** What you have to do **
Can you turn every line of the rows below into a JSON list of strings, one string per line with blank lines omitted and the pictures left out?

·····

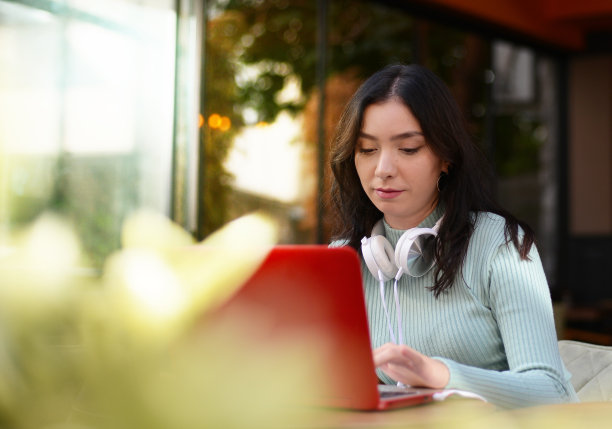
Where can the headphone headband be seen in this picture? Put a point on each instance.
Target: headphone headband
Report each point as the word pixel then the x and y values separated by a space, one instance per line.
pixel 413 253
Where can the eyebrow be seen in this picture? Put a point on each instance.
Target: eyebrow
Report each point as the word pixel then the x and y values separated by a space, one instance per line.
pixel 406 135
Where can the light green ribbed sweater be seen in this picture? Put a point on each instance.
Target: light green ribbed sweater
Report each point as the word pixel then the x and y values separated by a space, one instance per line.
pixel 494 328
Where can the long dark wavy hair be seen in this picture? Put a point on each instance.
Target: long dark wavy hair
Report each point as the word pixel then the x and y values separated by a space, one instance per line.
pixel 467 189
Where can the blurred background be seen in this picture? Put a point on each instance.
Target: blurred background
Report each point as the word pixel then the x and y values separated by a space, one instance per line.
pixel 206 110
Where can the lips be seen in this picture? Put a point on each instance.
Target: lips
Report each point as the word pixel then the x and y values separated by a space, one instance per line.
pixel 387 193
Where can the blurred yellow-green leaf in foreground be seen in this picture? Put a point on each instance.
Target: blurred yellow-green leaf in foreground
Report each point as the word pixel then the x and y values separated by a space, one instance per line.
pixel 128 348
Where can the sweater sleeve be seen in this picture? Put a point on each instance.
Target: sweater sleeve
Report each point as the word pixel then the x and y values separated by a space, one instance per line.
pixel 520 301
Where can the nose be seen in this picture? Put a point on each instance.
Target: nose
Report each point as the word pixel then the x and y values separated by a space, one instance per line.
pixel 385 166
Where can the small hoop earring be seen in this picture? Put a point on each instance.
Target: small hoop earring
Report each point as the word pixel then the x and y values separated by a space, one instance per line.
pixel 441 181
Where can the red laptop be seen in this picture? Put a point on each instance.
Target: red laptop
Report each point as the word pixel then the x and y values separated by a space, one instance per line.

·····

** Complete response **
[
  "Where can the headphone headband be seen in this picture? Put a point on each instance.",
  "Target: headphone headband",
  "Report each point as the word pixel then the x and y values separated by a space, one instance per line.",
  "pixel 413 253",
  "Where can the eyebrow be seen in this picture? Put a point on each instance.",
  "Target: eyebrow",
  "Report each point as the word pixel then the x and y values separated by a space, one instance per line.",
  "pixel 406 135",
  "Where can the light green ribbed sweater be seen in this picture? Put a point on each instance.",
  "Target: light green ribbed sweater",
  "Report each point as the word pixel then the x and y values separated by a space, one instance per line.",
  "pixel 494 328",
  "Where can the long dark wavy hair be seen in this picture? Put a point on each instance.",
  "Target: long dark wavy hair",
  "Report each point as the word pixel then the x and y values separated by a space, one instance per line.",
  "pixel 467 189",
  "Where can the blurred background be seen in this picture? Put a point on each instance.",
  "Target: blurred background",
  "Report each point as the word pixel then the x and y values separated by a space, one instance per line.",
  "pixel 206 110",
  "Where can the lips be seen in this picture? Put a point on each instance.",
  "Target: lips",
  "Report each point as the word pixel then the x and y values separated by a space, one instance per line.",
  "pixel 387 193",
  "Where can the blurred yellow-green leaf in foreground be seen in this picture? Put a point on each instance.",
  "Target: blurred yellow-green leaf in foreground",
  "Report each point as the word pixel then the x and y values separated by a space, one instance per line.",
  "pixel 128 348",
  "Where can the sweater sleeve be seen in this picture? Put a point on each instance.",
  "Target: sweater sleeve",
  "Report each point as the word pixel then the x and y values separated by a space, one instance per line.",
  "pixel 520 301",
  "Where can the nose be seen in this picture? Put a point on each instance.",
  "Target: nose",
  "Report each point as the word pixel then the x and y values separated by a space, one instance per line.",
  "pixel 385 166",
  "Where can the small hoop earring be seen in this picture? Put a point on each instance.",
  "Target: small hoop earring",
  "Report each point as the word pixel then the x and y values separated by a space, one instance per line.",
  "pixel 441 181",
  "Where can the red laptop be seen in this picture? Put a point on each instance.",
  "Target: red laptop",
  "Report each point as the word pixel then the x and y values separated by a space, one instance per line."
]